[Selected text]
◆ ◆ ◆ ◆

Quick Links

Re: Killing off removed rels properly

From:	Tom Lane <tgl(at)sss(dot)pgh(dot)pa(dot)us>
To:	David Rowley <dgrowleyml(at)gmail(dot)com>
Cc:	Alexander Lakhin <exclusion(at)gmail(dot)com>, Richard Guo <guofenglinux(at)gmail(dot)com>, pgsql-hackers(at)lists(dot)postgresql(dot)org
Subject:	Re: Killing off removed rels properly
Date:	2023-02-20 20:48:04
Message-ID:	3724863.1676926084@sss.pgh.pa.us
Views:	Whole Thread \| Raw Message \| Download mbox \| Resend email
Thread:
Lists:	pgsql-hackers

I wrote:
> But while I'm looking at this, 3c569049b seems kind of broken on
> its own terms. Why is it populating so little of the IndexOptInfo
> for a partitioned index? I realize that we're not going to directly
> plan anything using such an index, but not populating fields like
> sortopfamily seems like it's at least leaving stuff on the table,
> and at worst making faulty decisions.

I fixed the other issues discussed in this thread, but along the
way I grew even more concerned about 3c569049b, because I discovered
that it's changed plans in more ways than what its commit message
suggests. For example, given the setup

CREATE TABLE pa_target (tid integer PRIMARY KEY) PARTITION BY LIST (tid);
CREATE TABLE pa_targetp PARTITION OF pa_target DEFAULT;
CREATE TABLE pa_source (sid integer);

then I get this as of commit 3c569049b7^:

# explain select * from pa_source s left join pa_target t on s.sid = t.tid;
QUERY PLAN
-----------------------------------------------------------------------------------------------
Nested Loop Left Join (cost=0.15..544.88 rows=32512 width=8)

◆ ◆ ◆ ◆

[Provided records]
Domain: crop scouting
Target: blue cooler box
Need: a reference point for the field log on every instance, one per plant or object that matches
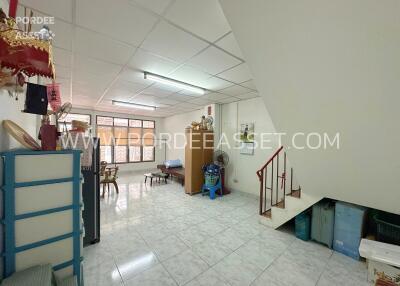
(348, 230)
(303, 226)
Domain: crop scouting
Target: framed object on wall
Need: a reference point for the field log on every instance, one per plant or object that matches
(247, 132)
(247, 148)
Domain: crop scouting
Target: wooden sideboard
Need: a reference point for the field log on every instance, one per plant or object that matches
(199, 151)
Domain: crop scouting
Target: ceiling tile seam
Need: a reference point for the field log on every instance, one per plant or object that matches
(105, 35)
(145, 9)
(45, 14)
(159, 17)
(73, 8)
(126, 64)
(162, 16)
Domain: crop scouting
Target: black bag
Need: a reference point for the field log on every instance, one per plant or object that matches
(36, 99)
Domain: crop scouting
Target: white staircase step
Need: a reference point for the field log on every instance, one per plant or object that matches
(293, 206)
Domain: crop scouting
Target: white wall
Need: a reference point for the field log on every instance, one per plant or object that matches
(175, 126)
(11, 109)
(330, 66)
(159, 152)
(241, 171)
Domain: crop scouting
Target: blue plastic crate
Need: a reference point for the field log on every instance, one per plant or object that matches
(348, 230)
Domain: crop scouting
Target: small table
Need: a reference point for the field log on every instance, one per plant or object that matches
(158, 176)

◆ ◆ ◆ ◆

[Requests]
1) Using the message about commit 3c569049b, decide whether each statement agrees with it: (a) the writer fixed the other issues raised in the thread, (b) the setup gives pa_source a primary key, (c) the writer says 3c569049b changed plans only in the ways its commit message describes. Answer yes or no for each, quoting the words of the message that decide it.
2) Write the next part of the message about commit 3c569049b, picking up right after its last line.
The records are not needed for this work.

[The replies]
1)
(a) Yes: "I fixed the other issues discussed in this thread"
(b) No: "CREATE TABLE pa_source (sid integer);"
(c) No: "it's changed plans in more ways than what its commit message suggests"

2)
-> Seq Scan on pa_source s (cost=0.00..35.50 rows=2550 width=4)
-> Index Only Scan using pa_targetp_pkey on pa_targetp t (cost=0.15..0.19 rows=1 width=4)
Index Cond: (tid = s.sid)
(4 rows)

and this as of 3c569049b7 and later:

# explain select * from pa_source s left join pa_target t on s.sid = t.tid;
QUERY PLAN
----------------------------------------------------------------------------
Hash Left Join (cost=67.38..109.58 rows=2550 width=8)
Hash Cond: (s.sid = t.tid)
-> Seq Scan on pa_source s (cost=0.00..35.50 rows=2550 width=4)
-> Hash (cost=35.50..35.50 rows=2550 width=4)
-> Seq Scan on pa_targetp t (cost=0.00..35.50 rows=2550 width=4)
(5 rows)

Now, I'm not unhappy about that change: it's clearly a win that we now
realize we'll get at most one matching t row for each s row. What
I'm unhappy about is that this means a partially-populated IndexOptInfo
is being used for rowcount estimation and perhaps other things.
That seems like sheer folly. Even if it manages to not dump core
from trying to access a missing field, there's a significant risk of
wrong answers, now or in the future. Why was it done like that?

regards, tom lane

In response to

Re: Killing off removed rels properly at 2023-02-20 18:11:43 from Tom Lane

Browse pgsql-hackers by date

	From	Date	Subject
Next Message	Peter Smith	2023-02-20 22:01:10	Re: Time delayed LR (WAS Re: logical replication restrictions)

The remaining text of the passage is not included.